----- DATASET ENTRIES
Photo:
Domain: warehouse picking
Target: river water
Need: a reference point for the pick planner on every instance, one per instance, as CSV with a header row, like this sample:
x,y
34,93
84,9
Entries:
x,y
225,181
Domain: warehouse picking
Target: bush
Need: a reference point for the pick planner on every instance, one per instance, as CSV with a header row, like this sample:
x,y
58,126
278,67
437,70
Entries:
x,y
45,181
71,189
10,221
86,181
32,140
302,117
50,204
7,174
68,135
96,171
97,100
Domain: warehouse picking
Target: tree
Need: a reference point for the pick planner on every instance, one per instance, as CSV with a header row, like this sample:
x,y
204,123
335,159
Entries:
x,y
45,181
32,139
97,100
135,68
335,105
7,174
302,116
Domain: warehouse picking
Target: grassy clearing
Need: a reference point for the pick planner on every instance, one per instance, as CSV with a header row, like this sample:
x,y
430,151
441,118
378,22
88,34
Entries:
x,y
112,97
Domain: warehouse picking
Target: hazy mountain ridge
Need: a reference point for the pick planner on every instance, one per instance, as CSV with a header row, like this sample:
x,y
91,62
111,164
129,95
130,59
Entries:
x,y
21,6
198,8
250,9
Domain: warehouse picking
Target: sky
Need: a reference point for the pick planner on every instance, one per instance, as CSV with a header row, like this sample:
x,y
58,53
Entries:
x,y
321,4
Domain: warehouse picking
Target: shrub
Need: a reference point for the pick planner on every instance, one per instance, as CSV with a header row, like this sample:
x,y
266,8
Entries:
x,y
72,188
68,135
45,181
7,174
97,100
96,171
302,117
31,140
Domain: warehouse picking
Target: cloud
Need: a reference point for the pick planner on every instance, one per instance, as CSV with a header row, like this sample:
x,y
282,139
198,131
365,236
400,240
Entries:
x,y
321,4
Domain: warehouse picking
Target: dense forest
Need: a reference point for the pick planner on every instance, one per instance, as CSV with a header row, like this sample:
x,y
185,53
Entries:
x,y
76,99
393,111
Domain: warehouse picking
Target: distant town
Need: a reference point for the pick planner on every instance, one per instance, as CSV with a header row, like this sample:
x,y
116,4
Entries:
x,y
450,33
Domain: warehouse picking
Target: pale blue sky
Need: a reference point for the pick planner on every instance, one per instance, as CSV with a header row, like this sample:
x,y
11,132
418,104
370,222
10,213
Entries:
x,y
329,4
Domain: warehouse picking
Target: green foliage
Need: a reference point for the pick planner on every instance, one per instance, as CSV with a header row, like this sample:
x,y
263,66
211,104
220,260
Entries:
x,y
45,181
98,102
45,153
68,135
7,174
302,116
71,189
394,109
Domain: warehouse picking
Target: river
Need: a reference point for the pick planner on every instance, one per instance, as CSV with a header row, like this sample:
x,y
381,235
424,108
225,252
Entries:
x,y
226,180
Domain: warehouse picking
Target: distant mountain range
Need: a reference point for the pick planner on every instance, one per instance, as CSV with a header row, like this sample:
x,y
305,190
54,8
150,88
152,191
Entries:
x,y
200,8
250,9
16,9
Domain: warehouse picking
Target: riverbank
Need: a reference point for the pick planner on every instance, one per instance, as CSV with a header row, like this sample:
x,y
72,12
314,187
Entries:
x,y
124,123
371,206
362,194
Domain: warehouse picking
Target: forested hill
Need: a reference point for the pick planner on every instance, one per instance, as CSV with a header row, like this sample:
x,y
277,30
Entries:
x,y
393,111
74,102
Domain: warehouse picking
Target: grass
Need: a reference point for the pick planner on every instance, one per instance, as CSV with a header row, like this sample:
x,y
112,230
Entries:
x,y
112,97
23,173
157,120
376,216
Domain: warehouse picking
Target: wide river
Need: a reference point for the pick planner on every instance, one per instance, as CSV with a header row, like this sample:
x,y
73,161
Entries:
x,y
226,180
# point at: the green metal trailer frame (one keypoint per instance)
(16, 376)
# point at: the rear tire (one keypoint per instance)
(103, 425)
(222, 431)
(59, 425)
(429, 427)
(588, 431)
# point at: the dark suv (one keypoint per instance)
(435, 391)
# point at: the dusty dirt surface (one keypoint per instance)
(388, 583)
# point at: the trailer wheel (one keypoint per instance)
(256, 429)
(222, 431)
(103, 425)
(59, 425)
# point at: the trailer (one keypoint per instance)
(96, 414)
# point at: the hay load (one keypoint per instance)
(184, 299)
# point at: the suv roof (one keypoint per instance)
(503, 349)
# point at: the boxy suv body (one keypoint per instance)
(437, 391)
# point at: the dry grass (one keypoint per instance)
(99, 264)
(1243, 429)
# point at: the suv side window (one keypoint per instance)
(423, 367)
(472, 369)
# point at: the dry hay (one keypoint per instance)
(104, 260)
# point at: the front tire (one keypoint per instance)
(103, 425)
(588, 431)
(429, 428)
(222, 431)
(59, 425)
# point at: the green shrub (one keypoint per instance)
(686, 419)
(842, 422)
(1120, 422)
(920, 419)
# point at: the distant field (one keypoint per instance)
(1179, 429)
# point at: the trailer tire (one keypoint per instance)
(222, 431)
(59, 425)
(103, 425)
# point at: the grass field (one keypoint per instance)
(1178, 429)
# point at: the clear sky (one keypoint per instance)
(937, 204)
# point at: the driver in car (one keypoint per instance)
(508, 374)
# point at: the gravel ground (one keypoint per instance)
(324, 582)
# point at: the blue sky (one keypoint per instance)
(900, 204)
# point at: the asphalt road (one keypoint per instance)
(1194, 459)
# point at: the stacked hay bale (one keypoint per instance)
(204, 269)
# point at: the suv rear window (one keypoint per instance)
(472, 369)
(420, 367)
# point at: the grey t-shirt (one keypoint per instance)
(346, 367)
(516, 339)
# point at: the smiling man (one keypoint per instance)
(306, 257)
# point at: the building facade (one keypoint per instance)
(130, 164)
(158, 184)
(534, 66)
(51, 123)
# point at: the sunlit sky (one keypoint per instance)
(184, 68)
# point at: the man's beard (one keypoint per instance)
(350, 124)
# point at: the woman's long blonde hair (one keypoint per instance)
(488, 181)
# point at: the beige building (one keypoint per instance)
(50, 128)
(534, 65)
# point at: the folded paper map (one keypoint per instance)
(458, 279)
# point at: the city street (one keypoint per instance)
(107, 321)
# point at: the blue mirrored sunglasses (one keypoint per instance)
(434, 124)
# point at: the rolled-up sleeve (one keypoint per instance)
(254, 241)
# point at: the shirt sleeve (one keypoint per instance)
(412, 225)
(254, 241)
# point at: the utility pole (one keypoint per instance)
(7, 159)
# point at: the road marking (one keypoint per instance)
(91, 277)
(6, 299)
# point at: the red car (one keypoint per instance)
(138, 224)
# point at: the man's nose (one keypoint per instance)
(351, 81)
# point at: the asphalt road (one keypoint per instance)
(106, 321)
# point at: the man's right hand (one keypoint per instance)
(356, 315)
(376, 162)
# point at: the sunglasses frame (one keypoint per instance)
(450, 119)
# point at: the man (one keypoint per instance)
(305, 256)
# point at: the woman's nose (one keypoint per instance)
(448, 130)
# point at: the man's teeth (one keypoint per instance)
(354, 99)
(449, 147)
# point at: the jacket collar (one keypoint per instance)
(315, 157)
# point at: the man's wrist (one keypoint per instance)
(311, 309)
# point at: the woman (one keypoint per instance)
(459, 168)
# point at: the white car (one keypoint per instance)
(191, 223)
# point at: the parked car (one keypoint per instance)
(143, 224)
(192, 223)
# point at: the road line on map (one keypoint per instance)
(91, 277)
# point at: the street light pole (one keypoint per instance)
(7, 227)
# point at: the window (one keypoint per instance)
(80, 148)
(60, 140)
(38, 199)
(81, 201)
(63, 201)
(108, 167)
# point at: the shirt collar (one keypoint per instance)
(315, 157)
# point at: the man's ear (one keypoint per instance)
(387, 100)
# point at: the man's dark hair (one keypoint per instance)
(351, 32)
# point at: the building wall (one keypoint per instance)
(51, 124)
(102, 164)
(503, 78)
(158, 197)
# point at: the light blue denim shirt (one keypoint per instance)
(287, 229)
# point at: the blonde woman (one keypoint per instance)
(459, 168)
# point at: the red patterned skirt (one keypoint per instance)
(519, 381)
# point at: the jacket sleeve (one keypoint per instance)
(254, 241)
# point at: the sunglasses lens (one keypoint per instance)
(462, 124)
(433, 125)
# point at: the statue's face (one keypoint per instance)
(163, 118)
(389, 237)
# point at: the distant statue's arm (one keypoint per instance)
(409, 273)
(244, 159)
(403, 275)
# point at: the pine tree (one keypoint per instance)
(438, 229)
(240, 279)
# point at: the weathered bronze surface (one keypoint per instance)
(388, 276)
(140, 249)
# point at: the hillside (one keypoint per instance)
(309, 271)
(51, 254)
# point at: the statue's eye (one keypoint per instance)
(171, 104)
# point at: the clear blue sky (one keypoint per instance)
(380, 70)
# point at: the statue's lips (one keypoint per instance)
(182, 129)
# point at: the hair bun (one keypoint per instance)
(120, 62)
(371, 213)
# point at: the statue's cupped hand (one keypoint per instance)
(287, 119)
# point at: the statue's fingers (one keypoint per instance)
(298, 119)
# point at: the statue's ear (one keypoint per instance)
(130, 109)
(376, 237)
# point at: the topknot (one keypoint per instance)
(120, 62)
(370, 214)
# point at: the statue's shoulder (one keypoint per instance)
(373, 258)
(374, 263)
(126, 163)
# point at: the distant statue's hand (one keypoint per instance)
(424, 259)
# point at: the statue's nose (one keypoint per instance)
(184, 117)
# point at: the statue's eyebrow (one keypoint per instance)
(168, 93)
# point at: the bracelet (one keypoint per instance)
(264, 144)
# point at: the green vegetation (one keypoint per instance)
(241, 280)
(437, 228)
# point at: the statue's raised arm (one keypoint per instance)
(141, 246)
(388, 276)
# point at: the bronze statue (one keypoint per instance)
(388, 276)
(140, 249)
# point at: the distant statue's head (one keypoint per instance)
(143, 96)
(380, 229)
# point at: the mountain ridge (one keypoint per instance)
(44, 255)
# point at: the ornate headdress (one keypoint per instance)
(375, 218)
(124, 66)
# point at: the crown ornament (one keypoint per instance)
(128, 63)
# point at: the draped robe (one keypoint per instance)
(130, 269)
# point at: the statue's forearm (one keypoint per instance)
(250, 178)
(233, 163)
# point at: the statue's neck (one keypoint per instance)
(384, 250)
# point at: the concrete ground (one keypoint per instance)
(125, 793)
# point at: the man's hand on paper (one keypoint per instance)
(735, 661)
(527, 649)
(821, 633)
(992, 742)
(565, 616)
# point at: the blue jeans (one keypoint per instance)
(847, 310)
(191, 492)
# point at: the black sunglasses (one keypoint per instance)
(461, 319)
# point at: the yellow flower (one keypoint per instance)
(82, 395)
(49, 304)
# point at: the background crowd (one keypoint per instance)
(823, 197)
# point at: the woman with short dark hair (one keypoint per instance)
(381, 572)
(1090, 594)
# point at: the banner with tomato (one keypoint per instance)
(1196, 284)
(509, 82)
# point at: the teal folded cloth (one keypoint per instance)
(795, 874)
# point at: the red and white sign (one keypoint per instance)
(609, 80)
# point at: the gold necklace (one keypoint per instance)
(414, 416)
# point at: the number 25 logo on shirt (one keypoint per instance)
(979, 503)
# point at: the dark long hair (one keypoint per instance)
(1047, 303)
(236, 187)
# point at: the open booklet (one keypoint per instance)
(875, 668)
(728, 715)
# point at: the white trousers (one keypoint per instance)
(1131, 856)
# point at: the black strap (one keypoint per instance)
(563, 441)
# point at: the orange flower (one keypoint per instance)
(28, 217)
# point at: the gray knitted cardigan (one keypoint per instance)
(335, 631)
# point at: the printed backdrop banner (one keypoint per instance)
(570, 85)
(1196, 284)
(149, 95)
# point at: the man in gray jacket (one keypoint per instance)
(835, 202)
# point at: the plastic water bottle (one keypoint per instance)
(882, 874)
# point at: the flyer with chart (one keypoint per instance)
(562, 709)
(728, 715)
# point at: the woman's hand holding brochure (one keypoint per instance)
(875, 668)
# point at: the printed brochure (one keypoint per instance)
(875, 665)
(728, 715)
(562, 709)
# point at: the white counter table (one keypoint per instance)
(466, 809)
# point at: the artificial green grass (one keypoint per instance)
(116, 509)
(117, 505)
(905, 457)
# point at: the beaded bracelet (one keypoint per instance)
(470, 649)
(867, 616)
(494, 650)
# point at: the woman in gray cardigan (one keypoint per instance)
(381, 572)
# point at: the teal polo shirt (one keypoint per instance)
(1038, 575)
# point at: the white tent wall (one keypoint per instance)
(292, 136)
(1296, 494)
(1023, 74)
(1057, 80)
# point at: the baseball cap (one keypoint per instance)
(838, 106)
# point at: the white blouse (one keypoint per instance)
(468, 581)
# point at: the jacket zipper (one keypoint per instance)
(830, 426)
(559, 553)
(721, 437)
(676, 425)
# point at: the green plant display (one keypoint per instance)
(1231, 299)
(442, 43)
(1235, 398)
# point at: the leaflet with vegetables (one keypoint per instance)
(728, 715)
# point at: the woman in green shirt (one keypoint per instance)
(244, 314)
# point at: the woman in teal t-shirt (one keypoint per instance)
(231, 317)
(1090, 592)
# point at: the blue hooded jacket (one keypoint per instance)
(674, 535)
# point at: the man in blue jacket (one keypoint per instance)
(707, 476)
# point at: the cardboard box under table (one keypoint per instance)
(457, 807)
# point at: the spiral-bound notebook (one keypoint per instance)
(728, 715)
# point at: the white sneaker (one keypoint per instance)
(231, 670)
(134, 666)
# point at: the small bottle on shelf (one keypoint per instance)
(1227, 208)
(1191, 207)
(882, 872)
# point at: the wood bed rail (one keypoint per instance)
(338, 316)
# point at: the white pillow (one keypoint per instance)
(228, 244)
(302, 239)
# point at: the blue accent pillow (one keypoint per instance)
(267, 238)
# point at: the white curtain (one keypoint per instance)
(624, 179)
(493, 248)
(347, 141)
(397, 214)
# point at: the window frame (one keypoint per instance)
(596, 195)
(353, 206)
----------
AIM: Please reproduce only the listing from the line with "# point at: the green metal" to the line with "(1179, 429)", swapping each "suv" for "sport utility vehicle" and leaving everything else unchanged.

THE COMPLETED TASK:
# point at: the green metal trailer frame (one keypoint per instance)
(16, 376)
# point at: the rear tire (one keypoint per instance)
(103, 425)
(222, 431)
(59, 425)
(429, 427)
(588, 431)
# point at: the dark sport utility vehicle (one keypoint per instance)
(435, 391)
# point at: the dusty dirt surface (one keypoint per instance)
(388, 583)
# point at: the trailer wheel (one keypoint per instance)
(256, 429)
(222, 431)
(103, 425)
(59, 425)
# point at: the trailer (one keypoint per instance)
(96, 414)
# point at: the hay load (one keypoint per instance)
(184, 299)
# point at: the sport utility vehicle roof (one keypoint per instance)
(503, 349)
# point at: the boxy sport utility vehicle body (one keypoint per instance)
(437, 391)
# point at: the dry grass (one keypoint per instance)
(99, 264)
(1243, 429)
# point at: the sport utility vehicle side window (one keypoint per instance)
(423, 367)
(472, 369)
# point at: the dry hay (one keypoint per instance)
(104, 260)
# point at: the front tire (one keypoint per instance)
(103, 425)
(588, 431)
(429, 428)
(222, 431)
(59, 425)
# point at: the green shrub (one keypoint per instance)
(686, 419)
(842, 422)
(1120, 422)
(920, 419)
# point at: the distant field (one keypoint per instance)
(1179, 429)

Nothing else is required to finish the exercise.